*Stated goal*:
Could you write out the lines below, starting with the line that contains "Where is each instance of the white running" and stopping after the line that contains "point(358, 199)"?

(Lines from a point labeling set)
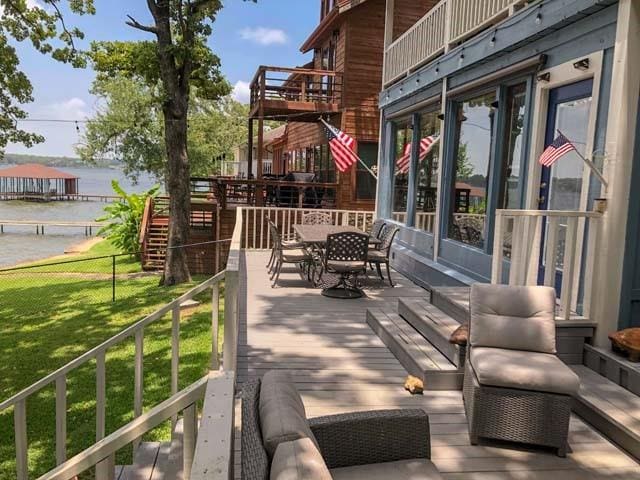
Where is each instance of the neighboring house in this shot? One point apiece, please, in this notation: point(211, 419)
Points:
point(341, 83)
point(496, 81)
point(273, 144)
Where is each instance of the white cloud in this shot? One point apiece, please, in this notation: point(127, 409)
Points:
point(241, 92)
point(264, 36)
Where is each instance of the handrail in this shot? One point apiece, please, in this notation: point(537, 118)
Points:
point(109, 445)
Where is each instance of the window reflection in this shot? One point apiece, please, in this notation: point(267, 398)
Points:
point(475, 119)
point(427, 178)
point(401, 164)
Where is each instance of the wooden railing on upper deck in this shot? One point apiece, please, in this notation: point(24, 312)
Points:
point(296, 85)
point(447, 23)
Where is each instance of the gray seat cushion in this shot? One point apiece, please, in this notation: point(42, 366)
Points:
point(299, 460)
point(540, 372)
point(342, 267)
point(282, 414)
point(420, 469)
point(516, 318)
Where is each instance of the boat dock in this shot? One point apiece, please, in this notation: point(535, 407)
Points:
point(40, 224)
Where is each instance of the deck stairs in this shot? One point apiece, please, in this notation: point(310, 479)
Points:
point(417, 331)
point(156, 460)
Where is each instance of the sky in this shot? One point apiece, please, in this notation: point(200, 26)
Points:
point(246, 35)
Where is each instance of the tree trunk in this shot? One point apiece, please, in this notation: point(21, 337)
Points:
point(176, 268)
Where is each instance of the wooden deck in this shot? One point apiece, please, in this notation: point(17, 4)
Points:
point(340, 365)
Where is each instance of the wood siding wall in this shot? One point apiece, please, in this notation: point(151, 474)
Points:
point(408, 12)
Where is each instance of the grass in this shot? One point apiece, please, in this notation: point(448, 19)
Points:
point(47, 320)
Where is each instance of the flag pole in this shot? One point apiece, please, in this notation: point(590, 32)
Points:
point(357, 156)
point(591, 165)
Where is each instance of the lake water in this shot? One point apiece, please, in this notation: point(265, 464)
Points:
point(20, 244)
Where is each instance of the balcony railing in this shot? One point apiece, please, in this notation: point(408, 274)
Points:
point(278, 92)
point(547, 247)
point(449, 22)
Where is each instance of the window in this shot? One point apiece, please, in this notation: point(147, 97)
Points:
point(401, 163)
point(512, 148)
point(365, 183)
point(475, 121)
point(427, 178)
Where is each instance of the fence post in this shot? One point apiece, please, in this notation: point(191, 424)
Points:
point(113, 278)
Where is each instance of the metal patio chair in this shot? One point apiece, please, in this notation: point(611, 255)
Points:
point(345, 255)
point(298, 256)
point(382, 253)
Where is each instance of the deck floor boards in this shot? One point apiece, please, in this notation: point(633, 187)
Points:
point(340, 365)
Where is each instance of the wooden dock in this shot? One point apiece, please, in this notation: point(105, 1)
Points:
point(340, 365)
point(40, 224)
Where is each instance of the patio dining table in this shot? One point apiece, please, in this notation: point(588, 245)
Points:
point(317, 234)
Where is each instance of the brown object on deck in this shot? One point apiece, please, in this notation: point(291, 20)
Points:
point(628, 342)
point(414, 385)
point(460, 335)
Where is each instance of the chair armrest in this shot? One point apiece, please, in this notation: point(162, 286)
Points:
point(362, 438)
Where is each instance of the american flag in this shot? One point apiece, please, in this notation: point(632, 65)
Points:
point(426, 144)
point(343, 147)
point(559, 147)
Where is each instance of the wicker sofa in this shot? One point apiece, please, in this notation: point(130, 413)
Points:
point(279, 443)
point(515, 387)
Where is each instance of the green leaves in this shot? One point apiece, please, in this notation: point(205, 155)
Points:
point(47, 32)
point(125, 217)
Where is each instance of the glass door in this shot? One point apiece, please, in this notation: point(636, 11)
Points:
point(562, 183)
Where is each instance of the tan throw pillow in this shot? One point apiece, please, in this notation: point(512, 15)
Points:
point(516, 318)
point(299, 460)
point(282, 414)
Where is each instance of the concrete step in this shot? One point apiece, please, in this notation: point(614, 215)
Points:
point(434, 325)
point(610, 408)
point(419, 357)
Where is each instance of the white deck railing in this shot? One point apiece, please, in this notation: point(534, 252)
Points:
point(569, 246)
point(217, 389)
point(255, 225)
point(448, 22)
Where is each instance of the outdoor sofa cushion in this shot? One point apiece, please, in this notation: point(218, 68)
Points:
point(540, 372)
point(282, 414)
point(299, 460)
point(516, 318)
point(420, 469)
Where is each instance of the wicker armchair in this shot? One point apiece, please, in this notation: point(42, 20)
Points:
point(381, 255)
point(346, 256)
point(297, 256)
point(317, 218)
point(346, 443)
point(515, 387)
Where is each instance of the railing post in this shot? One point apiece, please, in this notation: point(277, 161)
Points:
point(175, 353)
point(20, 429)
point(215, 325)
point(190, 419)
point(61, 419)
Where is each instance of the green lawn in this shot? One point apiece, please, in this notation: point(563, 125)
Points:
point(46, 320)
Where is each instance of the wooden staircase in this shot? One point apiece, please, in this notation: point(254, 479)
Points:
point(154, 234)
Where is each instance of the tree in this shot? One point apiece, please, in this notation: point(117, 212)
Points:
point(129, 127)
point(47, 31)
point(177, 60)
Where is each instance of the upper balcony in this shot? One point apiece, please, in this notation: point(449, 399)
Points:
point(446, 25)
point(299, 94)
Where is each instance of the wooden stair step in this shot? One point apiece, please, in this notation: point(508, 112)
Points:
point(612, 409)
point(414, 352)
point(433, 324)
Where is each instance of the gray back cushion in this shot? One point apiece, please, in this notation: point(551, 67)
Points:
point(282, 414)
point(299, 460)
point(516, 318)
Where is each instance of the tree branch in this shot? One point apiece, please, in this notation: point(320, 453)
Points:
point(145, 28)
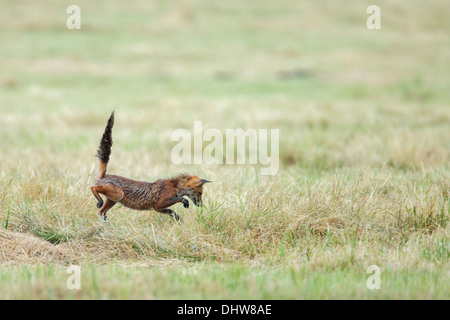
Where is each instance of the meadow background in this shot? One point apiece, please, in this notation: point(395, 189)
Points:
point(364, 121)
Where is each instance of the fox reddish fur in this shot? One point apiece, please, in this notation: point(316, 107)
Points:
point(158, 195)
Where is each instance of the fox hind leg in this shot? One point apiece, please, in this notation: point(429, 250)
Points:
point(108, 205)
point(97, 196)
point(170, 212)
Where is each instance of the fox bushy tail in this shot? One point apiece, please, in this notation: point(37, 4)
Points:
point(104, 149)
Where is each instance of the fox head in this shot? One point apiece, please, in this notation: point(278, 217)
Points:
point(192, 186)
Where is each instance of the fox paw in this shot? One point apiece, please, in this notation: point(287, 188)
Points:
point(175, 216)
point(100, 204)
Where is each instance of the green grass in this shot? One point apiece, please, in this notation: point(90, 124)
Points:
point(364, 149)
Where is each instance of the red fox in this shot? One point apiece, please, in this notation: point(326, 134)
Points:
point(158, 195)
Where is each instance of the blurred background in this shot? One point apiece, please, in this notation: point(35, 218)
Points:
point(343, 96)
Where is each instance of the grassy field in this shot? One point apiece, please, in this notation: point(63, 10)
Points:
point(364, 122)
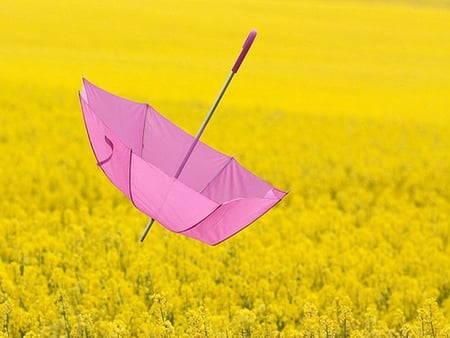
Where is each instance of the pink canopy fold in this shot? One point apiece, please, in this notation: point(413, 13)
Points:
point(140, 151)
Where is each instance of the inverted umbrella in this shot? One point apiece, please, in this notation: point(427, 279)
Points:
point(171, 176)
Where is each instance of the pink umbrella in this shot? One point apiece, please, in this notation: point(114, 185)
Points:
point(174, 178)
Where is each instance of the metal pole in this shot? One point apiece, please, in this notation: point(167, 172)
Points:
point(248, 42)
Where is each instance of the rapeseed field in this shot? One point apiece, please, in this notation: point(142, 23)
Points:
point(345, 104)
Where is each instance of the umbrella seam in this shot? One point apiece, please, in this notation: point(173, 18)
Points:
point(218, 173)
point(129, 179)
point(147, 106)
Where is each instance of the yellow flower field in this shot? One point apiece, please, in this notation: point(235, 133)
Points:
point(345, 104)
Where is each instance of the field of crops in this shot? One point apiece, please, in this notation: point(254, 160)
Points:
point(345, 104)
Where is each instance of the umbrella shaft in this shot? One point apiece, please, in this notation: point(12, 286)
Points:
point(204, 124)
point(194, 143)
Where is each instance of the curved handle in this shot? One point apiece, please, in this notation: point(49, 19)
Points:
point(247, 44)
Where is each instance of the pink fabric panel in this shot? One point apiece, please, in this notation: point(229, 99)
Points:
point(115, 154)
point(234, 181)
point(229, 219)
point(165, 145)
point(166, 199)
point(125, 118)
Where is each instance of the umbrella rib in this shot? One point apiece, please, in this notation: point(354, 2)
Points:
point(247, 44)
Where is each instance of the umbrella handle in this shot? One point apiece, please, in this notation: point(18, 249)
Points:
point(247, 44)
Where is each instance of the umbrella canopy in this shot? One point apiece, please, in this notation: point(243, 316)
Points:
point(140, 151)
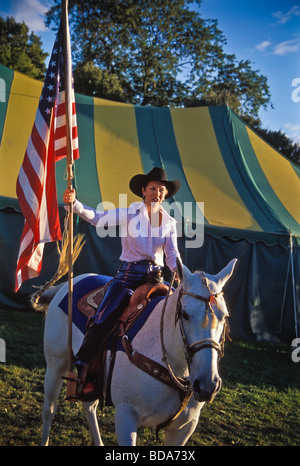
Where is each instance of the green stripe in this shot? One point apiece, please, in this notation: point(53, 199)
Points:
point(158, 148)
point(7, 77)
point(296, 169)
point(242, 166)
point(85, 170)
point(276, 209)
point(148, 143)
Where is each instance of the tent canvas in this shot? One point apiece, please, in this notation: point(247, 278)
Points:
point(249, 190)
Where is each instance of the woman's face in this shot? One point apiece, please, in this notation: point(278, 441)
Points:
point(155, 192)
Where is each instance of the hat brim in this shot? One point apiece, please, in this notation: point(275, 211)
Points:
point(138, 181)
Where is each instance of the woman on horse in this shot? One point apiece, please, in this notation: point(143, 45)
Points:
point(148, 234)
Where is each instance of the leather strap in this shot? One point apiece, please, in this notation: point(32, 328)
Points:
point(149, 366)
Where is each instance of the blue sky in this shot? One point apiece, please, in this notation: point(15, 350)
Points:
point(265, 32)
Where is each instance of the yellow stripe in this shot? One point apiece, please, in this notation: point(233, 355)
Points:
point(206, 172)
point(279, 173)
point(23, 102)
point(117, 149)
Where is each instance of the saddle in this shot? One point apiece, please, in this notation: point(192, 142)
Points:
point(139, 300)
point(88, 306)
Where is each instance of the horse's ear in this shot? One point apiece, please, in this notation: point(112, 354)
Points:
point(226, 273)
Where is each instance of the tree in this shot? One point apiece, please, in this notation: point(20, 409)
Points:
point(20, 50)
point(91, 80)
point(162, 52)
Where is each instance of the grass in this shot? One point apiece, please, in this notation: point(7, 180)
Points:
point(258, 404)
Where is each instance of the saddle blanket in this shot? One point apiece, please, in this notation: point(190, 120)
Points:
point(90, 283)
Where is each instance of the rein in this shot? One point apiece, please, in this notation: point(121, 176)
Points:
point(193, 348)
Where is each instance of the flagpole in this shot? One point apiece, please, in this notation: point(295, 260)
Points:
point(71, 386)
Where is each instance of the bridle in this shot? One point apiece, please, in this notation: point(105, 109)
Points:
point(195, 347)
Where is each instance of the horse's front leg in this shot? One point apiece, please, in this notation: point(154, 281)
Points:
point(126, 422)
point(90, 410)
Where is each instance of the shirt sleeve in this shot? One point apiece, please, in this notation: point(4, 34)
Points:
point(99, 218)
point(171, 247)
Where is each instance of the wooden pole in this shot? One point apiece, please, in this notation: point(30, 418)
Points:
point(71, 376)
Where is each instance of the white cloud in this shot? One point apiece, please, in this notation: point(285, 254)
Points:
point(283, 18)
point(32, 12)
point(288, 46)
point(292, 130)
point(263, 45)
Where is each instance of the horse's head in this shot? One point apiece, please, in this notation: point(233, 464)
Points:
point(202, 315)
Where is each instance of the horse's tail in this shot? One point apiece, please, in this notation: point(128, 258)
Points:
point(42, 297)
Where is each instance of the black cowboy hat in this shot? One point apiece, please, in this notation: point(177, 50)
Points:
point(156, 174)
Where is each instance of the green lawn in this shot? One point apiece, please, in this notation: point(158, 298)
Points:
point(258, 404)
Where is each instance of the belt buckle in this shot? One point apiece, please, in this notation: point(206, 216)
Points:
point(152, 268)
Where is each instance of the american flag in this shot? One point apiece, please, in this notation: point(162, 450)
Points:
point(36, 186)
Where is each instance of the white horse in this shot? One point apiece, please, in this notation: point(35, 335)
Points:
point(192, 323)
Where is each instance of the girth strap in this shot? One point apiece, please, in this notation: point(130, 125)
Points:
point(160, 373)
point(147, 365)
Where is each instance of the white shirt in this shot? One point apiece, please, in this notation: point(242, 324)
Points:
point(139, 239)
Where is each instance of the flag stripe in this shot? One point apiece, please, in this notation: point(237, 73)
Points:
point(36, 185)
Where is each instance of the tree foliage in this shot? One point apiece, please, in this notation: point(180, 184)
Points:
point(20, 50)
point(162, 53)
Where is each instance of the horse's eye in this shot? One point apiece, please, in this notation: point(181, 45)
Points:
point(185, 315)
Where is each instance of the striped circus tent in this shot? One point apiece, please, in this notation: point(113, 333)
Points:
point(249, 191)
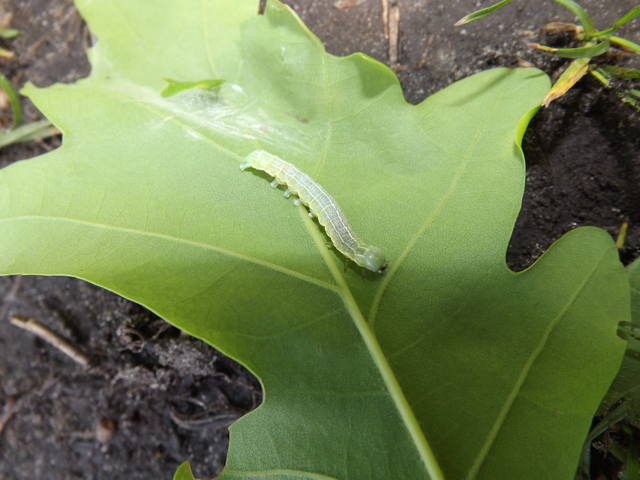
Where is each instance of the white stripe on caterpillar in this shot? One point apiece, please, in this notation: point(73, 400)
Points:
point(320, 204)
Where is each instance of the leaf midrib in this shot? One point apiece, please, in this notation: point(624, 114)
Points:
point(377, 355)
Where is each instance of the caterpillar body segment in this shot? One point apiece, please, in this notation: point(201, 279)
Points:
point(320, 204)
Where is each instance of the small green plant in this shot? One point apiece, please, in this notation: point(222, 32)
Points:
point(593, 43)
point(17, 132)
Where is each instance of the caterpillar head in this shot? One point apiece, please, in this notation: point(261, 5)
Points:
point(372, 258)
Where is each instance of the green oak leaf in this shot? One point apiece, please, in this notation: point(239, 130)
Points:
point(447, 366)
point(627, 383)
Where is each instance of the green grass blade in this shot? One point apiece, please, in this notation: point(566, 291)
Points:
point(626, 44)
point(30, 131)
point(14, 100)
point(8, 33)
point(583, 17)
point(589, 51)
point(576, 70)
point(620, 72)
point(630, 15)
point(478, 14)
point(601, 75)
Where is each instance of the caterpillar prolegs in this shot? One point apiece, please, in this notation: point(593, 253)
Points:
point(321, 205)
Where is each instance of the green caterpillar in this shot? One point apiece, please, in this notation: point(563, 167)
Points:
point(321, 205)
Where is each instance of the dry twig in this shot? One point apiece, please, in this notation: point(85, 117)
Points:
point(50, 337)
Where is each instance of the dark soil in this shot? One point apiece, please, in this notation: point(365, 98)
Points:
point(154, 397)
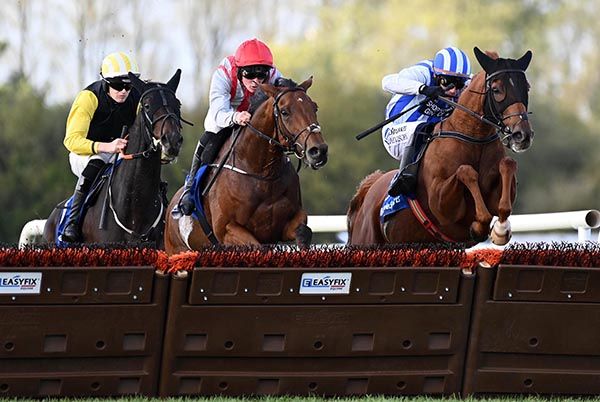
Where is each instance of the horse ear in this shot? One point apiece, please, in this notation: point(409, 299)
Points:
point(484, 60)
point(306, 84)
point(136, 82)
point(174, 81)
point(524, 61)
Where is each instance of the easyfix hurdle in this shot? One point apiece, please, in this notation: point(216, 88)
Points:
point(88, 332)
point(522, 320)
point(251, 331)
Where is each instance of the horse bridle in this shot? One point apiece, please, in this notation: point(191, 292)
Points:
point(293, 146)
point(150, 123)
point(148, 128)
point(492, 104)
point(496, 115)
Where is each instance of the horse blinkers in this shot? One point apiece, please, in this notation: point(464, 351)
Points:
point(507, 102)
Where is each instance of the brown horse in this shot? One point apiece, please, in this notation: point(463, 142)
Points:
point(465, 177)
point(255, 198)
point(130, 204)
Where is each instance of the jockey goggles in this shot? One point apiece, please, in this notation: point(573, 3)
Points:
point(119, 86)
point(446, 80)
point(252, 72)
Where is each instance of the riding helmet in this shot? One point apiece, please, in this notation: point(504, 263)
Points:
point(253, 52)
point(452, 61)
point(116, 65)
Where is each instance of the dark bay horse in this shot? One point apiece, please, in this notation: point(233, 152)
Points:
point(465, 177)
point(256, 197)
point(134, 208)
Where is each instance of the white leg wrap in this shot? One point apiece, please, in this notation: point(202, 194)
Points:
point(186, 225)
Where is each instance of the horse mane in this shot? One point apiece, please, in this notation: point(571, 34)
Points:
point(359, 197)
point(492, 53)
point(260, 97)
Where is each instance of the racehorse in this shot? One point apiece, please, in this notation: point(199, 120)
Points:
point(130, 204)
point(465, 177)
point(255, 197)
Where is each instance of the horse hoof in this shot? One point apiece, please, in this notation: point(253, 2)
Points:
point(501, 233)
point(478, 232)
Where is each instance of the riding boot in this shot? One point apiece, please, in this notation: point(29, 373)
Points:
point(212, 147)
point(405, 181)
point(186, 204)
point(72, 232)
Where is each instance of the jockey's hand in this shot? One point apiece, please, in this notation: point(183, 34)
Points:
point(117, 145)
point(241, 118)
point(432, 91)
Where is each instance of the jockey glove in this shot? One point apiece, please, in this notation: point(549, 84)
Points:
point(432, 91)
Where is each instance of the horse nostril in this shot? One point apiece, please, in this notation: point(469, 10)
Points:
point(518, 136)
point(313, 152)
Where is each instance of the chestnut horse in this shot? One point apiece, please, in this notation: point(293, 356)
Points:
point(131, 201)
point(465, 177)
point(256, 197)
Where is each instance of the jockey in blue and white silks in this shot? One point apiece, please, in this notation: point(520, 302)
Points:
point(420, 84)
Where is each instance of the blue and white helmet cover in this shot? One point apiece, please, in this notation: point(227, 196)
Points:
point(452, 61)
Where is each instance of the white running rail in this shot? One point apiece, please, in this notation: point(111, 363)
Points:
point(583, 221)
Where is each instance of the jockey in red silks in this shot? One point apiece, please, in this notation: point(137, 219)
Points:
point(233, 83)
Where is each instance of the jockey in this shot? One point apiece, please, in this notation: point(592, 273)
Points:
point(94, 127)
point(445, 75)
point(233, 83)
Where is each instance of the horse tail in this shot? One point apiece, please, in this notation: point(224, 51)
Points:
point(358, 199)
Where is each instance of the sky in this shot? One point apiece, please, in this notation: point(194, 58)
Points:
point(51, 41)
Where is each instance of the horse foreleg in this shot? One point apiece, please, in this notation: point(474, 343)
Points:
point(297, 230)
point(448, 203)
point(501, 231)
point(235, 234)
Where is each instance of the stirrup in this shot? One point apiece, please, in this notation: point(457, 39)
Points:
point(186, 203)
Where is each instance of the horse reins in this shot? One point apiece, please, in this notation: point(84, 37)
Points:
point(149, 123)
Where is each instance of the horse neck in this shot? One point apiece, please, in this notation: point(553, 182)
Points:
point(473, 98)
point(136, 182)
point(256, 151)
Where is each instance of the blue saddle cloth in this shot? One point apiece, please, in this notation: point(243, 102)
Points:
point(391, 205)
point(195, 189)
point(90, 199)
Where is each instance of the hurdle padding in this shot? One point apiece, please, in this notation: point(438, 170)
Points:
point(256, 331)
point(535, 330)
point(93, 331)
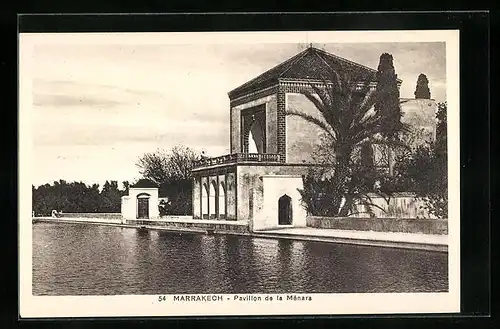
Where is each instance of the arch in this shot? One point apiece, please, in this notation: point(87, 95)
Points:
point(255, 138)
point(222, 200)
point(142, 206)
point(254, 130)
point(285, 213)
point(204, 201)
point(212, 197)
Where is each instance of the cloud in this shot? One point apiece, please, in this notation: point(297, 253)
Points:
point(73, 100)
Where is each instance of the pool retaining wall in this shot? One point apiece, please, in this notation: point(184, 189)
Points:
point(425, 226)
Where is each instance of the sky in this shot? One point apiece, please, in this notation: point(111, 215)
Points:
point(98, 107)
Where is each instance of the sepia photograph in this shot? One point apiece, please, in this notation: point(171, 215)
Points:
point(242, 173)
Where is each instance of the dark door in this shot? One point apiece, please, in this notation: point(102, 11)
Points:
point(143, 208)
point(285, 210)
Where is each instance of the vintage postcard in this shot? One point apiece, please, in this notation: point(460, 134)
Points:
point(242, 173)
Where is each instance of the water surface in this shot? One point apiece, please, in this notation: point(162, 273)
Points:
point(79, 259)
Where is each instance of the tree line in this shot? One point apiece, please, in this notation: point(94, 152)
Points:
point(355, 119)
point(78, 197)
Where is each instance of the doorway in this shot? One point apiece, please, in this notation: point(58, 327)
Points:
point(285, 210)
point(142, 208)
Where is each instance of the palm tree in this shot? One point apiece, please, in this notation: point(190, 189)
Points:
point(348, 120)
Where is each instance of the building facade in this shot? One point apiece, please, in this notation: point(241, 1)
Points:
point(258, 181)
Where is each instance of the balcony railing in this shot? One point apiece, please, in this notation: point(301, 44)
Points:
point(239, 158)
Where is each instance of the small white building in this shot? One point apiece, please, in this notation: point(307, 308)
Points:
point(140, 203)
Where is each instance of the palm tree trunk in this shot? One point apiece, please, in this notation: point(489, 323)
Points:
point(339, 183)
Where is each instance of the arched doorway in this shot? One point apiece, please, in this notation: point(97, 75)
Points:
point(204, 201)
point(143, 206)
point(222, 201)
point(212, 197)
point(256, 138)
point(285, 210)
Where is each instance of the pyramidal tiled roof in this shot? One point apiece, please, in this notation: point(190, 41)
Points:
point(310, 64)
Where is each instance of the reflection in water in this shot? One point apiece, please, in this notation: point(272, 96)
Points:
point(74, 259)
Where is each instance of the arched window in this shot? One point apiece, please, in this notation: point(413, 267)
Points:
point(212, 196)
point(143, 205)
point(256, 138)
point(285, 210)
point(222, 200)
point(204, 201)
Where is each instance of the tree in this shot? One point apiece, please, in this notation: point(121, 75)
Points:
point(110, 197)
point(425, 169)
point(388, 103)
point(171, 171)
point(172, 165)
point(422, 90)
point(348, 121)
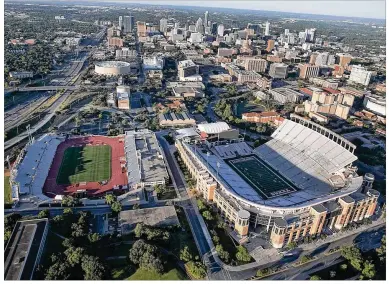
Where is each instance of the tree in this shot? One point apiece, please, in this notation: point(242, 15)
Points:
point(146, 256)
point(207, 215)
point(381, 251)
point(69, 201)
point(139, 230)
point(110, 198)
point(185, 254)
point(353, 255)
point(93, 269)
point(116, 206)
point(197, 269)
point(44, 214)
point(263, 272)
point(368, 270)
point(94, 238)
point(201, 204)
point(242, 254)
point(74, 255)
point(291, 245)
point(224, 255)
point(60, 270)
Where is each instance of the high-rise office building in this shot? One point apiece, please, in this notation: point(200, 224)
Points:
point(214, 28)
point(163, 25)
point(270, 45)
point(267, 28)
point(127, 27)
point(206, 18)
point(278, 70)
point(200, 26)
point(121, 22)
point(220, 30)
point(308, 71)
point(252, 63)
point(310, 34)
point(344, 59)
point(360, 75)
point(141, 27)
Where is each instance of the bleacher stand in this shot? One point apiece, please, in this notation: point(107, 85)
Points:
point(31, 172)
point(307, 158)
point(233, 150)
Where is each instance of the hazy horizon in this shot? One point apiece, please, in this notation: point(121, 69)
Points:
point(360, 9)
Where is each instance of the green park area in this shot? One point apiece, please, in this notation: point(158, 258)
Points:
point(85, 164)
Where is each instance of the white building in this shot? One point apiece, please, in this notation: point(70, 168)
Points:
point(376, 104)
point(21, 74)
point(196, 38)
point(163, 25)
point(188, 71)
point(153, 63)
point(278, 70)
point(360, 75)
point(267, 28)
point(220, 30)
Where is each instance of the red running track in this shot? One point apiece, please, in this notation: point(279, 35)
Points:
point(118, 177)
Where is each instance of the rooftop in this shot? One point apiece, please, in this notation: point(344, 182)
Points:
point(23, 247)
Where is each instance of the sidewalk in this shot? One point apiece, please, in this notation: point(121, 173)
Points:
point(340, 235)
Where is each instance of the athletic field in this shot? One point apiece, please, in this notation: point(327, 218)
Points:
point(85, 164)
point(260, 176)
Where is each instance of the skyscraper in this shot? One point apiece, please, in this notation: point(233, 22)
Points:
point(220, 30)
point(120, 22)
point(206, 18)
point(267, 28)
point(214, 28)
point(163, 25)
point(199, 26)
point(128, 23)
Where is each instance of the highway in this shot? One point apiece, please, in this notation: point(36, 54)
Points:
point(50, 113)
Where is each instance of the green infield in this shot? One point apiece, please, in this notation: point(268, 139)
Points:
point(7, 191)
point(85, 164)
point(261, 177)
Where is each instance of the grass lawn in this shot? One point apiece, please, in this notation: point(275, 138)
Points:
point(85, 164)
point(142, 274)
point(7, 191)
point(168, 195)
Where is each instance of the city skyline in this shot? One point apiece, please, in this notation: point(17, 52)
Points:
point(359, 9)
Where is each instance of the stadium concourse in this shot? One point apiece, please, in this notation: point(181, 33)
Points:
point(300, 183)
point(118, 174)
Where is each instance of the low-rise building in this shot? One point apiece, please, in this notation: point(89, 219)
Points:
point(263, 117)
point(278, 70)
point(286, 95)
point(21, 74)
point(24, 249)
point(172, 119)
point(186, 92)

*Expected output*:
Where is each instance of the white running rail in this shot? One point apiece, please, in this notation: point(111, 363)
Points:
point(583, 221)
Where is each instance of the jockey in red silks in this shot? One point apiece, please, in this notation: point(137, 219)
Points:
point(233, 83)
Where is each instance of the jockey in this shot? One point apiece, please, in this notation: point(592, 273)
Points:
point(94, 127)
point(445, 75)
point(233, 83)
Where is each instance of the horse tail in this shot? One point apiece, please, in this notation: point(224, 51)
Points:
point(358, 199)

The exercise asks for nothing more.